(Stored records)
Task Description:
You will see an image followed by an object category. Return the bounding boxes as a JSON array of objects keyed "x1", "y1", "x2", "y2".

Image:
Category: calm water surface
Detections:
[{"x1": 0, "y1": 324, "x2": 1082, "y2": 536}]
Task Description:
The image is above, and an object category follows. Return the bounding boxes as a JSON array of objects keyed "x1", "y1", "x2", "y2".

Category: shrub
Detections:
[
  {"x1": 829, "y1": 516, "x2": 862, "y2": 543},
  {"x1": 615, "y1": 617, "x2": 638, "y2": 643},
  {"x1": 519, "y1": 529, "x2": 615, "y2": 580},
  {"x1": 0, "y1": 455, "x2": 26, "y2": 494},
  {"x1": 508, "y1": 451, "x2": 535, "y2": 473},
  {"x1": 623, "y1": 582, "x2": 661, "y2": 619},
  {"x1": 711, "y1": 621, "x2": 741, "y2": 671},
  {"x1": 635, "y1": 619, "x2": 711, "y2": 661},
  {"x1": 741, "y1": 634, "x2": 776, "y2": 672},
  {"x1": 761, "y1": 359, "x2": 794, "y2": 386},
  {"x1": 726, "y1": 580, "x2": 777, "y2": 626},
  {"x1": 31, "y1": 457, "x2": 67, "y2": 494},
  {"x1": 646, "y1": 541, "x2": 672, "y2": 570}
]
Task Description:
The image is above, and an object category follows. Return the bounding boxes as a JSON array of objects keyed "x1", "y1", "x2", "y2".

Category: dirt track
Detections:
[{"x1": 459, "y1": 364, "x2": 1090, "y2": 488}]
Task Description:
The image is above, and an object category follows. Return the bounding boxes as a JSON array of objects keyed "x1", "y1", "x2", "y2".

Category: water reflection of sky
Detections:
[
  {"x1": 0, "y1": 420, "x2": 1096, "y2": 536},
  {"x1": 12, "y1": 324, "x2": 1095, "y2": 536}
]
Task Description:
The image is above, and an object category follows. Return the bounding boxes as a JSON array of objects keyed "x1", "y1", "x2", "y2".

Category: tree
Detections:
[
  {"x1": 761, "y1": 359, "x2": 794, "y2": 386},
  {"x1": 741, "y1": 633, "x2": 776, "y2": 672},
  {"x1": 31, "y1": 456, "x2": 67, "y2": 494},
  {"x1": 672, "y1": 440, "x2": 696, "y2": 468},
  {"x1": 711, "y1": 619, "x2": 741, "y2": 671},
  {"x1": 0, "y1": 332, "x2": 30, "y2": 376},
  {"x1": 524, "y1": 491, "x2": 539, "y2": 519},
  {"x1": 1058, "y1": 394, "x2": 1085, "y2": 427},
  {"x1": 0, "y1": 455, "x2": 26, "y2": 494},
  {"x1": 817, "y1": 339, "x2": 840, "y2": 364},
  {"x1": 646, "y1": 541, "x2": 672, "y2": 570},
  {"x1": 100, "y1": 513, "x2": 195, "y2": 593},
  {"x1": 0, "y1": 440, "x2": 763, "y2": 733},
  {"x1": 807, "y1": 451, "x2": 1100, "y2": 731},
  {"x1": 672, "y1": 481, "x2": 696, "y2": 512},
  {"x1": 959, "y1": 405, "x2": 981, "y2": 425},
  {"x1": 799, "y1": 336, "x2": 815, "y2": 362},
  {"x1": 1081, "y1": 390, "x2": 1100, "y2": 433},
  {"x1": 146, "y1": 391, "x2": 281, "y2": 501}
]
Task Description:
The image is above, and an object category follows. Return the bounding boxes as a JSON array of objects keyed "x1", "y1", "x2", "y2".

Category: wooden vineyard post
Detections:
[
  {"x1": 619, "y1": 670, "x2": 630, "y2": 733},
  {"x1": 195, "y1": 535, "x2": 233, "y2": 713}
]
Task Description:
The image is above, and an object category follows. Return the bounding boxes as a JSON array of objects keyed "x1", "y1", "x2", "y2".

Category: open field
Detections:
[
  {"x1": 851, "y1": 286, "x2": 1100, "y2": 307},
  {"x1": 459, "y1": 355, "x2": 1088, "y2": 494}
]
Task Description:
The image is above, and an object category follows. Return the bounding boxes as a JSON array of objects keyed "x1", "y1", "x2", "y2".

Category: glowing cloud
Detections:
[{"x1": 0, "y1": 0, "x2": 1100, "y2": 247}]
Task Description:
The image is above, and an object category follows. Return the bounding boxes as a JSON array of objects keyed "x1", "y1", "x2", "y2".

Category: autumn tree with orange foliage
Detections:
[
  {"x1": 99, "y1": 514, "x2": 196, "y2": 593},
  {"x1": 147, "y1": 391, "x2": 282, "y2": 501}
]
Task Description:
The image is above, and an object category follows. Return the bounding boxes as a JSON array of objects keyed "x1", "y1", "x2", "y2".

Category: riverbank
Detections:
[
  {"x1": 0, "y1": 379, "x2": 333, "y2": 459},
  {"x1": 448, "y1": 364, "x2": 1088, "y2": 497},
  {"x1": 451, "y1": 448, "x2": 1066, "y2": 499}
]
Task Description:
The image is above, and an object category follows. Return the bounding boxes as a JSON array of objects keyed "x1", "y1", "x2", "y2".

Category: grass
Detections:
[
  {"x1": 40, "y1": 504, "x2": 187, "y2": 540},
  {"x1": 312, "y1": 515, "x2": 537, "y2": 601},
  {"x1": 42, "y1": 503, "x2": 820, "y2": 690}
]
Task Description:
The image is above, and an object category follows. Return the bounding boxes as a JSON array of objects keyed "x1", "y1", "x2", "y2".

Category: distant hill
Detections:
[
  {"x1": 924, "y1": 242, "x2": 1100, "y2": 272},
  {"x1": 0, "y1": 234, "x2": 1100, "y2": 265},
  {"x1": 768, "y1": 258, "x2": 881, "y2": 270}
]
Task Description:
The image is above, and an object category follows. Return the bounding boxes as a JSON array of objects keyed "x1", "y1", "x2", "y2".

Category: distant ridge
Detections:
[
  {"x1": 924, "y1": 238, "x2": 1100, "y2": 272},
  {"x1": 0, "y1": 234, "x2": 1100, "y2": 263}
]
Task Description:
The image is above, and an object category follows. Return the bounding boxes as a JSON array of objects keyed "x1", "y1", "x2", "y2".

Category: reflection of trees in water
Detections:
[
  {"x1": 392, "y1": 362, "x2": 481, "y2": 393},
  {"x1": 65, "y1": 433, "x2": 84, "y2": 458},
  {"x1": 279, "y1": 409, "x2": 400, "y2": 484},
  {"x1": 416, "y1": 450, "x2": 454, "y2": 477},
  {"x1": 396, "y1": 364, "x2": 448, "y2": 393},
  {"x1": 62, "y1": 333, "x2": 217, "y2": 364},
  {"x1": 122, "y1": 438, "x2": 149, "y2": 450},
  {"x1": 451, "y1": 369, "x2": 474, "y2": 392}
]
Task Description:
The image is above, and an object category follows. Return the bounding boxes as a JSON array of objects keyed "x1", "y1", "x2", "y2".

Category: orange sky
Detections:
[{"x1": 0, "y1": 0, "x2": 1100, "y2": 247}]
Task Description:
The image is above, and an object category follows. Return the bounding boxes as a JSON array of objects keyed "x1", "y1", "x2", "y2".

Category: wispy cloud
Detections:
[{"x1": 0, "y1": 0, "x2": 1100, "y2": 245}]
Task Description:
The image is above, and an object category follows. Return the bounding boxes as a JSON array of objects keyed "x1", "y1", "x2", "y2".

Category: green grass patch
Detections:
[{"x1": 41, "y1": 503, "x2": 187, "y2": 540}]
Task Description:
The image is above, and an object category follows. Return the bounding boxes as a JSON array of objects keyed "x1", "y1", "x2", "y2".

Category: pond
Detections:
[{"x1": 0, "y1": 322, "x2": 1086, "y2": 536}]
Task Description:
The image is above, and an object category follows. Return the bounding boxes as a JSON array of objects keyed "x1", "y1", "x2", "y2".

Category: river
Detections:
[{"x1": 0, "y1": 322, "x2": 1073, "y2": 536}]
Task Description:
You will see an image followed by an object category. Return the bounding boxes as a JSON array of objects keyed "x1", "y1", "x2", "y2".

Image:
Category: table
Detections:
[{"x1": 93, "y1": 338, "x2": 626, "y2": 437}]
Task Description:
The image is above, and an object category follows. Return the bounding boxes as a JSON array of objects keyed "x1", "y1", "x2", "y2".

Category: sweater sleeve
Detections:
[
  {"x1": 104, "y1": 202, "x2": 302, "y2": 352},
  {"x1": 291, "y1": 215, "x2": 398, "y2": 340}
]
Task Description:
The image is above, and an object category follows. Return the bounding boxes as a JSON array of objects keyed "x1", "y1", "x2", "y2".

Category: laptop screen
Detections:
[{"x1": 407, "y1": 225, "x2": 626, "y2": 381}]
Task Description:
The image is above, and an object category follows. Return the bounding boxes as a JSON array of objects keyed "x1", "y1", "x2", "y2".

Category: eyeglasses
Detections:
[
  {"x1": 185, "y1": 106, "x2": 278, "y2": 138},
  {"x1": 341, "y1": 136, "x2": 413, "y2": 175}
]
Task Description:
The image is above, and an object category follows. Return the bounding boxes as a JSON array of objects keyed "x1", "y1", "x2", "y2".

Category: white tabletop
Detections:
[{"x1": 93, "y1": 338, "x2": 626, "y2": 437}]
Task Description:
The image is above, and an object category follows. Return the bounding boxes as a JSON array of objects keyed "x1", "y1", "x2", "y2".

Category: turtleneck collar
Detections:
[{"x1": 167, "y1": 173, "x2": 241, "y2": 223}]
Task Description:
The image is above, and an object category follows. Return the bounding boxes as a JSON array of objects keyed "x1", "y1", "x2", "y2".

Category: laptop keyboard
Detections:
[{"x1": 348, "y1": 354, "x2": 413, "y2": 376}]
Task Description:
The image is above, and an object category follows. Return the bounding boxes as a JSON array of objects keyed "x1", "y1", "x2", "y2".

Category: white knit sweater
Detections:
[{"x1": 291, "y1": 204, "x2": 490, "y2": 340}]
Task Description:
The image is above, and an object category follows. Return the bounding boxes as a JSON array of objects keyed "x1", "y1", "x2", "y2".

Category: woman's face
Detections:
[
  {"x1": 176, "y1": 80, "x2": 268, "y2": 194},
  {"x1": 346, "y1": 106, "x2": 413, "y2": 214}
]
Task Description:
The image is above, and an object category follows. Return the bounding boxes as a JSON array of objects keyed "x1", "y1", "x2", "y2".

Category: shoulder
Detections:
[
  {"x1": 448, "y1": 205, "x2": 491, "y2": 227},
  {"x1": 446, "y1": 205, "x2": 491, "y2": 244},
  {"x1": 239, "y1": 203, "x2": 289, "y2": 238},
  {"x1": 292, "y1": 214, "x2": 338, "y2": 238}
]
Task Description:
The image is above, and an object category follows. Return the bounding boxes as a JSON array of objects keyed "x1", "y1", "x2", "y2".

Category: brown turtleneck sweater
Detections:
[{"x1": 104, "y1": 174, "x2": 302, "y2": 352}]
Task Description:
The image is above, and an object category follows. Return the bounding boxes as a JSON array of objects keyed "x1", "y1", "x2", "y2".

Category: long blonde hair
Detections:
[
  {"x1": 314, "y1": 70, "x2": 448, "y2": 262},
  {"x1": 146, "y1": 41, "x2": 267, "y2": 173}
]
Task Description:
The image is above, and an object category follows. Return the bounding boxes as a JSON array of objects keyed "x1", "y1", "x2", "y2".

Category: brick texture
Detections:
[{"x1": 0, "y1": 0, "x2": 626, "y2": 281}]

▶ **INSTRUCTION**
Copy out every line of the listing above that contains the string "water", treating uppercase and lowercase letters as different.

▶ **WORKED SOLUTION**
Category: calm water surface
Category: water reflection of sky
Category: reflection of trees in water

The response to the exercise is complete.